* Passage *
+---+

I immediately panicked. Over time, our basement had become a pit of endless piles of camping gear, Christmas decorations, seasonal clothing, school supplies and other miscellaneous items we bring out once a year, if that. Littered with power tools, buckets of paint and bags of concrete, it is no place for a pregnant woman to be nesting.

I was relieved to find she’d left most of the heavy lifting for me — but only until I realized that meant that we were going to be spending a very good part of the weekend “in the pit.” In the end, it turned out to be a pretty good time with endless opportunities for self reflection on materialism (it’s absolutely amazing what you think you’ll need but manage to live without for years but then can’t bring yourself to throw away because you still think you need it.)

While we were in the basement, your mother came across an old Zippo-style cigarette lighter I picked up in Japan, when I was in the Navy a number of years ago. The inscription on the side of the lighter indicated it was carried by a soldier who’d fought in the three-day battle for Loc Ninh, in Vietnam. How it wound up in a Tokyo street market, I don’t know, but I felt I had to have it.

+---+

* Record extracts *
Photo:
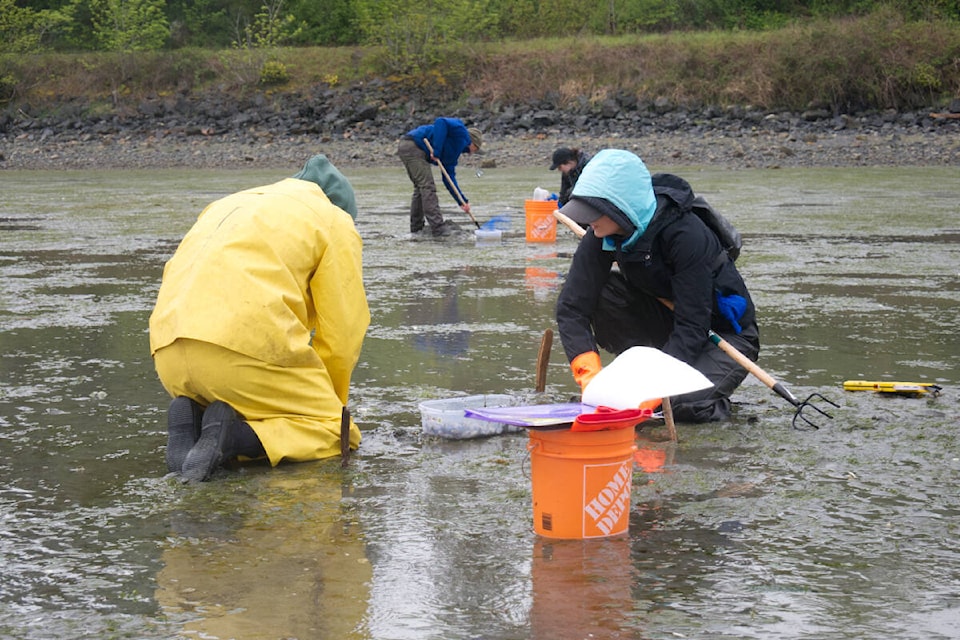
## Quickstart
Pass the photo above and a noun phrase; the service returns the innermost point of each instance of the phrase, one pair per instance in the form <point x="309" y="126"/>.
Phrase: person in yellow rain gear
<point x="259" y="322"/>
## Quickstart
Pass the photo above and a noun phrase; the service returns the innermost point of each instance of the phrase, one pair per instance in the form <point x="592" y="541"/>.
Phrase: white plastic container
<point x="488" y="235"/>
<point x="446" y="419"/>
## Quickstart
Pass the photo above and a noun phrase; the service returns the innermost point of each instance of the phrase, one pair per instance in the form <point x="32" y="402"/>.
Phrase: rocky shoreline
<point x="360" y="131"/>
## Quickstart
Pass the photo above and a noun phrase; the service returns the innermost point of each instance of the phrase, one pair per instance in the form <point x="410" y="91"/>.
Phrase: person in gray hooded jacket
<point x="672" y="282"/>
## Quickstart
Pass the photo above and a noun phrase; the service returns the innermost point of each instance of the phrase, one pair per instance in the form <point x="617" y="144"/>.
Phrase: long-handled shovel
<point x="452" y="183"/>
<point x="738" y="357"/>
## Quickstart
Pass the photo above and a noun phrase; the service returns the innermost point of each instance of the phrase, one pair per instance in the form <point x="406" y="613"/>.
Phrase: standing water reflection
<point x="746" y="528"/>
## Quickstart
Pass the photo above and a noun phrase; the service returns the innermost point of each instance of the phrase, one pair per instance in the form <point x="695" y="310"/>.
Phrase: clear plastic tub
<point x="446" y="419"/>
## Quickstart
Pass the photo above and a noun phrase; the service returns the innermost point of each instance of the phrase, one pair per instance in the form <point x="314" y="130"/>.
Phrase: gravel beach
<point x="249" y="137"/>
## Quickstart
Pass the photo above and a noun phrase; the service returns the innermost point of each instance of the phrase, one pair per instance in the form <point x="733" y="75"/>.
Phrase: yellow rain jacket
<point x="273" y="277"/>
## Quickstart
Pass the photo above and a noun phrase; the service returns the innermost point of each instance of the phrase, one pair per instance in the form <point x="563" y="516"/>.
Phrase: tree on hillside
<point x="129" y="25"/>
<point x="24" y="30"/>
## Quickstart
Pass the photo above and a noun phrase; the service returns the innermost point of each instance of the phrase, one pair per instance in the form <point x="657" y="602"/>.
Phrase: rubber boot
<point x="217" y="443"/>
<point x="183" y="430"/>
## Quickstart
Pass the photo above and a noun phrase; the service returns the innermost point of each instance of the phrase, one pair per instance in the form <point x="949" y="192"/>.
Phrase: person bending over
<point x="259" y="322"/>
<point x="650" y="273"/>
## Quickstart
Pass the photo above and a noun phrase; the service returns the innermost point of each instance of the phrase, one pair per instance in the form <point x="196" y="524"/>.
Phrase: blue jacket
<point x="449" y="138"/>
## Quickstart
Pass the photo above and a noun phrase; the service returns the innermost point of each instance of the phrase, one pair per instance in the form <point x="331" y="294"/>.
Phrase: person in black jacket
<point x="649" y="272"/>
<point x="570" y="163"/>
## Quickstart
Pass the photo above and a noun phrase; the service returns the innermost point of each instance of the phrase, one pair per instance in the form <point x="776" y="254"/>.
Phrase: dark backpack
<point x="727" y="234"/>
<point x="679" y="191"/>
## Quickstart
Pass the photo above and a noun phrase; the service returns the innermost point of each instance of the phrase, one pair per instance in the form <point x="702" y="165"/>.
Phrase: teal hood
<point x="321" y="172"/>
<point x="622" y="179"/>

+---+

* Goal of the exercise *
In the basement passage, what battle does the inscription on the lighter connect to the soldier who carried it?

* Answer to the problem *
The three-day battle for Loc Ninh, in Vietnam.